▸ **Brano citato**
<<<<

22 maggio 2010

Pentecoste

Giotto, la Pentecoste

Tra i tantissimi canti che risuonano nelle nostre chiese durante la Pentecoste, sicuramente quello che ricordo con più piacere è “Pentecoste”, di G. De Lazzaro e P. Manzari. E’ un canto che appartiene alla raccolta di canti delle Comunità Neocatecumenali, dalle quali pure l’ho sentito cantare. Nella mia parrocchia di Roma (I Santi Patroni d’Italia, alla Circonvallazione Gianicolense), e in quella dove abito ora (di un paese del Viterbese), lo eseguivamo un tempo in maniera molto diversa dalla originale versione neocatecumenale, con un 4/4 terzinato in luogo del 4/4 semplice, e con una contrazione dei tempi non cantati tra verso e verso, modifiche che rendono questo canto sicuramente più fruibile, orecchiabile e seguibile dall’Assemblea liturgica. Oltre a questa rivisitazione, un’altra variazione avevamo apportato. Ricordo pure, infatti, che eravamo soliti cominciare il canto dalla prima strofa e non dal ritornello. Ci sembrava più logico dal punto di vista dello sviluppo del narrato, e anche più conforme allo schema classico strofa-inciso-strofa caratteristico della musica leggera, ormai entrata a pieno titolo nella liturgia (che i puristi lo vogliano o no). Ebbene, ripensando in questi giorni di avvicinamento alla festa della Pentecoste al canto omonimo, ho sentito l’esigenza di tornare a leggerlo e ad eseguirlo. La musica – nonostante i quasi quarant’anni di età del pezzo – è tutto sommato ancora attuale, soprattutto se la confrontiamo con quella attualmente utilizzata nella liturgia, e riesce ad essere seguita agevolmente anche da chi ascolta il canto per la prima volta. Dal punto di vista del testo, invece, mi sono interrogato molto su tre o quattro versi che, ad una lettura attenta e più “matura” (mi si passi il termine), hanno subito attirato la mia attenzione. Qui mi voglio soffermare in particolare sull’utilizzo del termine “sepolto”, che gli autori inseriscono nell’ultimo verso della prima strofa. Ma è bene dare una rapida scorsa all’intero testo.

>>>>

▸ **Dati**
<<<<

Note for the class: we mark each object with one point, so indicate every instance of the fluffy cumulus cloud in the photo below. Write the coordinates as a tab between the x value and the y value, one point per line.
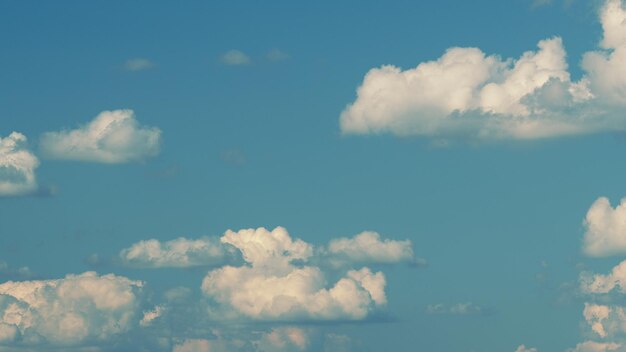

>>>>

▸ **Consegna**
Nel brano sul canto "Pentecoste", da quale parte del canto si era soliti cominciare nelle due parrocchie menzionate?

▸ **Risposta**
Dalla prima strofa, e non dal ritornello.